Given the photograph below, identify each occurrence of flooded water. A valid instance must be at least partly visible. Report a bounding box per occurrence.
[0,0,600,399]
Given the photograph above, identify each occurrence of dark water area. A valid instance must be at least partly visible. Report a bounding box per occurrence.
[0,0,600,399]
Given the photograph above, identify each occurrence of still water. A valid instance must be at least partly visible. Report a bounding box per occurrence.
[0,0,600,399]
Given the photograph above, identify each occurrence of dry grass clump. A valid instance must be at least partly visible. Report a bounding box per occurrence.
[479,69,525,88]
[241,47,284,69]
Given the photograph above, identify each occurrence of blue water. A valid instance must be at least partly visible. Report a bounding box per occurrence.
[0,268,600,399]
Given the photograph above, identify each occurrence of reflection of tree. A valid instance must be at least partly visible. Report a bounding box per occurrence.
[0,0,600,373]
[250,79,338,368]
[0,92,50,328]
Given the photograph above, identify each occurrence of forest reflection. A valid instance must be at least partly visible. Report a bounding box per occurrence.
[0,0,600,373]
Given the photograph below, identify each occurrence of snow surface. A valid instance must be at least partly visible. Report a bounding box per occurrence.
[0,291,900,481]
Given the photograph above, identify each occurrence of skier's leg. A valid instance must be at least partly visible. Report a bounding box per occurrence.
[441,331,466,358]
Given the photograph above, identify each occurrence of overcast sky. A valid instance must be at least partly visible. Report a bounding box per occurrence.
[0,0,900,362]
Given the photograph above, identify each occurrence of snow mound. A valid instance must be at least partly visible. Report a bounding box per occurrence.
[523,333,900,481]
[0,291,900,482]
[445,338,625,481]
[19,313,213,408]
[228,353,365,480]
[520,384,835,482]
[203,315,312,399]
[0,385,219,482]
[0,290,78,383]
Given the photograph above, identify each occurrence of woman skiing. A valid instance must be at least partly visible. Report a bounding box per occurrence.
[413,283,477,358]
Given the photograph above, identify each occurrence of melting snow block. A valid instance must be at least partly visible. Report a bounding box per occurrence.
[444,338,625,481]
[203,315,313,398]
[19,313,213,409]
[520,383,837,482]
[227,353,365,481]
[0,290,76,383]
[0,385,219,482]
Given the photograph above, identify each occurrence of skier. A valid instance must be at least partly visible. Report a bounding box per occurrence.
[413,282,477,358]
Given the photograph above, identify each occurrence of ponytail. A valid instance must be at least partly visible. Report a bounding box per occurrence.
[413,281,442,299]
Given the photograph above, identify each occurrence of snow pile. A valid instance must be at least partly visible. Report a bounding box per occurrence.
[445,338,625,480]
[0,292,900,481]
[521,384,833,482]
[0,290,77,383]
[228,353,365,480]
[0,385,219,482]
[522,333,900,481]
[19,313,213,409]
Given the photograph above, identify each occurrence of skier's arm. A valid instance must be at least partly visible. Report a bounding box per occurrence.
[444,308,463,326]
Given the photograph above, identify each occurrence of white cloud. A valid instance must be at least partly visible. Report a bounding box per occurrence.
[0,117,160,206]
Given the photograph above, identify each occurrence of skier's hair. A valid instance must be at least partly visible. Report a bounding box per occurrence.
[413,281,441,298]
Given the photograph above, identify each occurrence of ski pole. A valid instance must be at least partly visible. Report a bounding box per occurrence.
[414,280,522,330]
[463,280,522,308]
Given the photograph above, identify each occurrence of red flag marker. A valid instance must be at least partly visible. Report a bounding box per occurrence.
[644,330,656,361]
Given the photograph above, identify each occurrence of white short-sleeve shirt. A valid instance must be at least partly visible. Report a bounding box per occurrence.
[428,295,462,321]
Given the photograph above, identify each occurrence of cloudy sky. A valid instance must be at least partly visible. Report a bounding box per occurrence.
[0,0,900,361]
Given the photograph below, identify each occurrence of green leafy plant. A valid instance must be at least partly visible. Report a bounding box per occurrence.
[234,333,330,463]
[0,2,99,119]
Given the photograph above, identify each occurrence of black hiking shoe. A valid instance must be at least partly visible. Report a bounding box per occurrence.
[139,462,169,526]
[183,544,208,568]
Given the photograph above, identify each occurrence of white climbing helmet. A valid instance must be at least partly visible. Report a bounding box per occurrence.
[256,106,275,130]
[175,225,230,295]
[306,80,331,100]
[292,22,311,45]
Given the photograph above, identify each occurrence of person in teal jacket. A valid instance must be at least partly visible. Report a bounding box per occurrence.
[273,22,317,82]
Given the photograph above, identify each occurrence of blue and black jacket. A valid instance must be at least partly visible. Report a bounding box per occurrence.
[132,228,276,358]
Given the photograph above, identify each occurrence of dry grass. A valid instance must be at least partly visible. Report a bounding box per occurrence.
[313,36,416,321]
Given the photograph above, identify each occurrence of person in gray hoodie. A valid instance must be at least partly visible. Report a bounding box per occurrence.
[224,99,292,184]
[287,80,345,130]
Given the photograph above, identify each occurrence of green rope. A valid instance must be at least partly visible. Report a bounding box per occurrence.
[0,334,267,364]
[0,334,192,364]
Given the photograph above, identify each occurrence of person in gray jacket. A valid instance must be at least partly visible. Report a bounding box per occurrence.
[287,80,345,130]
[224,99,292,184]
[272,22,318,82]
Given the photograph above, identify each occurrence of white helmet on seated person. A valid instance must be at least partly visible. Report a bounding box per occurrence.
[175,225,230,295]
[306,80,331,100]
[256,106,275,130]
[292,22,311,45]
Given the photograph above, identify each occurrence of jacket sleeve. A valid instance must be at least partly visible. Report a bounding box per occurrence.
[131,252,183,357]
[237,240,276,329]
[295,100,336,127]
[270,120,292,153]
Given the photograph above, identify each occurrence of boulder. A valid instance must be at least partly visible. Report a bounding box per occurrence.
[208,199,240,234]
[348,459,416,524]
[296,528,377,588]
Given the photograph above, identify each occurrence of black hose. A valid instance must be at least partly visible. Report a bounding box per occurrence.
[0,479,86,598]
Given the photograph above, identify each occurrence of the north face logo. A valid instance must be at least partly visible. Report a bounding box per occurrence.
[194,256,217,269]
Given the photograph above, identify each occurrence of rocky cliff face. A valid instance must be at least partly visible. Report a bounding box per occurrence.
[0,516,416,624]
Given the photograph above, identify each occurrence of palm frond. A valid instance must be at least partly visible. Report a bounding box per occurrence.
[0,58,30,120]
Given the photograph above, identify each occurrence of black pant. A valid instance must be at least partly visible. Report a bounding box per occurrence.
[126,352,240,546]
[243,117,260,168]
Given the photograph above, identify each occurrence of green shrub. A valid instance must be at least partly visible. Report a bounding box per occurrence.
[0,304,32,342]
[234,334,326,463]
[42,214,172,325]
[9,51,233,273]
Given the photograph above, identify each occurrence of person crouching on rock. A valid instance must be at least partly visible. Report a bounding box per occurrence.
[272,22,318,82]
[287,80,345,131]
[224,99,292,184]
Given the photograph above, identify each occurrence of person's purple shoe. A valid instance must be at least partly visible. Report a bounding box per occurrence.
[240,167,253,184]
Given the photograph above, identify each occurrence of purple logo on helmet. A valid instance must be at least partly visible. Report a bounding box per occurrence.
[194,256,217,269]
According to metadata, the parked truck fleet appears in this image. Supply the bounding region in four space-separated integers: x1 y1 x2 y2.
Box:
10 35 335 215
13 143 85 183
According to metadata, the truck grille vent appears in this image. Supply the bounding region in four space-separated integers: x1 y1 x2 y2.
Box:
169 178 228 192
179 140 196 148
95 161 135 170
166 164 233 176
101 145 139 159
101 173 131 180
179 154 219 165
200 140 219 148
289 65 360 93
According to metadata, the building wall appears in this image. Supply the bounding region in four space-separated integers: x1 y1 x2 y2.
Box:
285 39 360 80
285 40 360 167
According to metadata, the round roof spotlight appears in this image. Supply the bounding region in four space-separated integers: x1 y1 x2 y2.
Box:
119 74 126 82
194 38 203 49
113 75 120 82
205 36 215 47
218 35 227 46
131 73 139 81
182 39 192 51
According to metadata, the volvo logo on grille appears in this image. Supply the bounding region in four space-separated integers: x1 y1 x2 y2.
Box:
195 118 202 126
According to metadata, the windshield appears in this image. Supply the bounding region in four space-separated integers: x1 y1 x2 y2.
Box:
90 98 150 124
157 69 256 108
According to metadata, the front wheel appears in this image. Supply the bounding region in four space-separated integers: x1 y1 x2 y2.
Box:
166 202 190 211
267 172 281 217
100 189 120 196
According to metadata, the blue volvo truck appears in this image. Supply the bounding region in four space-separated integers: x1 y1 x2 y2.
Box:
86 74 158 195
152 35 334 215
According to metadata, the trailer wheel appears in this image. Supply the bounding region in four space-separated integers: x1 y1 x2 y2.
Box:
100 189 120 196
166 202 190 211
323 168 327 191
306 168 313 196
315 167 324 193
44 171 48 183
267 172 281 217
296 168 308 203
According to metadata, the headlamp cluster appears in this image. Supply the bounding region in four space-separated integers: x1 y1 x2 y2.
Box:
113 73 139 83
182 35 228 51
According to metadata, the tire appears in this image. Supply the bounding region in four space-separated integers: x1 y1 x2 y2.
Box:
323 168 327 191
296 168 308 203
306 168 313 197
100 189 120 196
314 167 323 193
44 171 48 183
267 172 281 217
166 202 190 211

|---|

Recast the data from the line containing "Given the photograph above, identify each occurrence of woman" through the line containing "[444,308,463,326]", both lines included, as a JSON list of strings with one string per line and any blank lines left out.

→ **Result of this task**
[
  "Given the photograph above, identify each occurrence of woman skiing. A valid instance must be at least partly visible. Report a bounding box per occurrence.",
  "[413,283,477,358]",
  "Given the photograph above, identify each occurrence of melting snow block. A valid instance must be at least partly visible. Report a bounding box per occurrence.",
  "[444,338,625,481]",
  "[203,315,313,398]",
  "[19,313,213,409]",
  "[520,383,837,482]",
  "[227,353,365,481]",
  "[0,290,76,383]",
  "[0,385,219,482]",
  "Given the photograph above, identify each occurrence of skier. A valid instance must be at least partly visible. Report a bounding box per occurrence.",
  "[413,282,477,358]",
  "Given the photograph above, identify each occurrence of ponytail. A valid instance must be at least partly visible. Report a bounding box per occurrence.",
  "[413,281,442,299]",
  "Given the photograph above, identify each occurrence of snow pile. A valid instance must be at least partly visible. Report a bounding box per occurrence.",
  "[445,338,625,480]",
  "[0,292,900,481]",
  "[521,384,833,482]",
  "[0,290,77,383]",
  "[228,353,365,480]",
  "[0,385,219,482]",
  "[522,333,900,481]",
  "[19,313,213,409]",
  "Given the photograph above, identify each occurrence of skier's arm. A valid instance must be at least partly visible. Report a bounding box per occurrence.",
  "[444,308,463,326]"
]